Reproduce word for word the line that contains "Wildlife camera triggered. A blue" and every line after it to the end of the records, with nothing else added.

• [Data section]
::::::::::

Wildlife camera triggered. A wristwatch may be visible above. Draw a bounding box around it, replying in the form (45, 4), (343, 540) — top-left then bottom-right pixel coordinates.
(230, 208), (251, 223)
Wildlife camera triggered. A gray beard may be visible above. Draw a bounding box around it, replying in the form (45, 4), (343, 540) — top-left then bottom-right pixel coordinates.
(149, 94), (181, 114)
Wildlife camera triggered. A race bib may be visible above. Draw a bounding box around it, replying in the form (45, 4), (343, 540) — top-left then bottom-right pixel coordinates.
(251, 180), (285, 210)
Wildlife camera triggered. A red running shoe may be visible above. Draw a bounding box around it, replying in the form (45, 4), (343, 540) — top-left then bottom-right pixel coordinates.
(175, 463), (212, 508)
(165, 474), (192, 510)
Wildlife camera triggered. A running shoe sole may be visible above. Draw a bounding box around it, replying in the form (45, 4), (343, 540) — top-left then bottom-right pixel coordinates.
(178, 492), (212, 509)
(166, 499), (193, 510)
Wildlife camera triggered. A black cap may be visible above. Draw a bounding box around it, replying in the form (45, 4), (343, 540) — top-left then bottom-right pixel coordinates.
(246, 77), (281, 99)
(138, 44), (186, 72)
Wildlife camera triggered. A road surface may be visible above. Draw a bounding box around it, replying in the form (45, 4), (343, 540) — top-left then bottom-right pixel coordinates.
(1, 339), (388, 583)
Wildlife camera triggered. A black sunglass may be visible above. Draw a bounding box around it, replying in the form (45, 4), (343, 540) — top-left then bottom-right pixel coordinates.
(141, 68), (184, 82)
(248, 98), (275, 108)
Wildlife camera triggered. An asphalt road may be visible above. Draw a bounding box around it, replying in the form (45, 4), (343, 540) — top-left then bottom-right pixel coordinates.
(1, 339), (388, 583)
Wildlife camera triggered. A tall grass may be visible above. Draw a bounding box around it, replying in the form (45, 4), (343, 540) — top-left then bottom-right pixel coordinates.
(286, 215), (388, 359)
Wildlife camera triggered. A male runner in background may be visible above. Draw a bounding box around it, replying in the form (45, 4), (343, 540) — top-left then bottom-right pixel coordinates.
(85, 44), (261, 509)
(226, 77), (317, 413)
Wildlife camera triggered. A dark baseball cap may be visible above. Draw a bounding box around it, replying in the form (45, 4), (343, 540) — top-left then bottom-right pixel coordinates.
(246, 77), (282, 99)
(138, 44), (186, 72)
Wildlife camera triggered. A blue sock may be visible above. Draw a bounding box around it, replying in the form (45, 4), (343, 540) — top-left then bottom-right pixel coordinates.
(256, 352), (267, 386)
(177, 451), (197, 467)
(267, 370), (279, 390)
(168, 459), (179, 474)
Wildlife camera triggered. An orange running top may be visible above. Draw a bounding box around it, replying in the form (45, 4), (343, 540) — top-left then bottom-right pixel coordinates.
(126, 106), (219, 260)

::::::::::

• [Answer to the problem]
Wildlife camera triggered. A blue sock may be visible above. Draw a bounding box around it, replying in the form (45, 4), (343, 540) — top-left then bottom-right pixel coordinates.
(256, 352), (267, 386)
(177, 451), (197, 467)
(267, 370), (279, 390)
(168, 459), (179, 474)
Wildlife camera triggered. An orange running top may be visible above. Draw a bounding box around it, replying in the form (45, 4), (343, 540) — top-left then bottom-right pixel coordinates.
(126, 106), (219, 260)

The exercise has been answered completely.